Полозкова: Это дало возможность говорить, что я — шарлатан очень долго, потому что понятно, откуда они все берутся: из этой сети.
Синдеева: То есть, все — шарлатаны, такое было, ты это чувствовала?
Полозкова: Сетература — даже было такое словцо, такой термин изобретен. Про то, что это не совсем литература, а бложики.
Синдеева: Ты публикуешь в своем фейсбуке стихотворение, оно собирает сотни лайков, репостов. А к зарабатыванию: как раньше было — ты держишь, ничего не показываешь, ты выпускаешь альбом или книжку И, соответственно, потом ты получаешь процент от продаж . Как сейчас это устроено?
Полозкова: Мы любим шутить с любимым моим человеком, который является мои директором, Леной, о том, что если бы все, что с нами происходит, происходило бы за границей, мы бы, конечно, жили каждая в своем особнячке. Но мне кажется, что касается русских реалий — это невозможно себе представить. Авторские права — это такая фикция на этой территории. Никто их не защищает, всем смешно, когда ты реально пытаешься к этому апеллировать как к единственному источнику своего существования: ребята, пожалуйста, не воруйте у меня ничего. Я научилась, чтобы не портить себе кровь этим бесконечно, потому что выходят спектакли на мои тексты, о которых я узнаю сильно постфактум, люди пишут песни и исполняют — и спокойно себя с этим чувствуют. Сейчас мы собираемся судиться с человеком, который ведет сайт от моего имени и рекламу на нем продает, и кружечки с моим изображением продает, и хорошо живет, я подозреваю, прям прекрасно ему. Все это для меня, которая боится картинку повесить без указаний авторства любую — все это тяжелый шок.

....................

◆ **Короткая задача A**
Перечислите все случаи, когда другие люди пользуются текстами, именем или изображением Полозковой, о которых она рассказывает в отрывке интервью.
◆ **Короткая задача B**
Кратко перескажите отрывок интервью в двух предложениях.
Материал, помещённый далее, здесь никак не используется.

◆ **Предоставленные сведения**

....................

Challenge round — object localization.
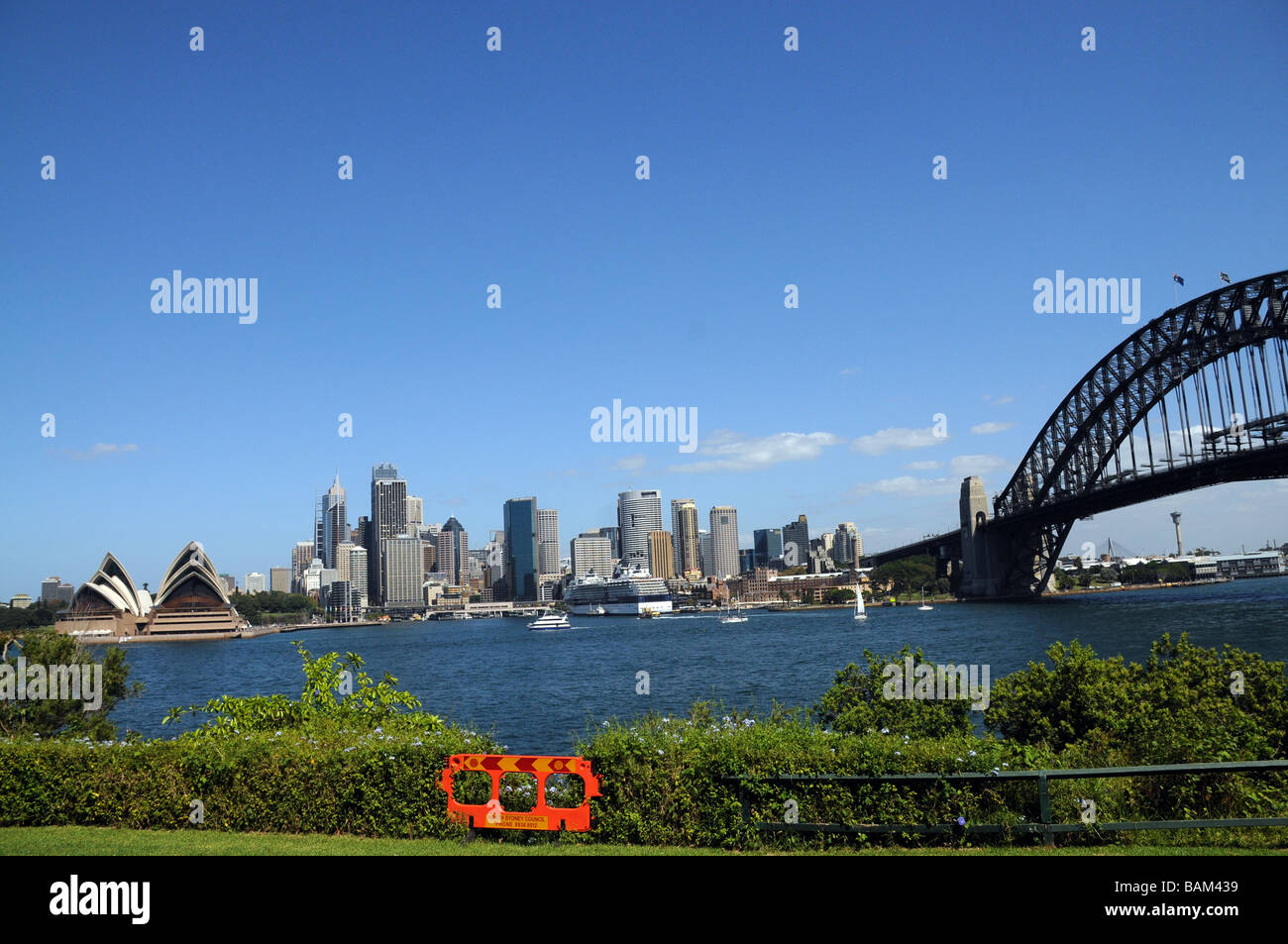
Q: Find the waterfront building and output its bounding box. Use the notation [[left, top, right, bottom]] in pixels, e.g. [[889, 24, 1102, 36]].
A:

....................

◆ **Решение задачи A**
- Спектакли на её тексты, о которых она узнаёт сильно постфактум.
- Песни, которые люди пишут и исполняют.
- Сайт, который человек ведёт от её имени и продаёт на нём рекламу.
- Кружечки с её изображением, которые продаёт тот же человек.

◆ **Решение задачи B**
Полозкова говорит, что её долго называли шарлатаном, потому что она пришла из сети, и даже придумали слово «сетература», будто это не литература, а бложики. По её словам, авторские права в российских реалиях никто не защищает: по её текстам без её ведома ставят спектакли и пишут песни, а сейчас она собирается судиться с человеком, который ведёт сайт от её имени и продаёт рекламу и кружки с её изображением.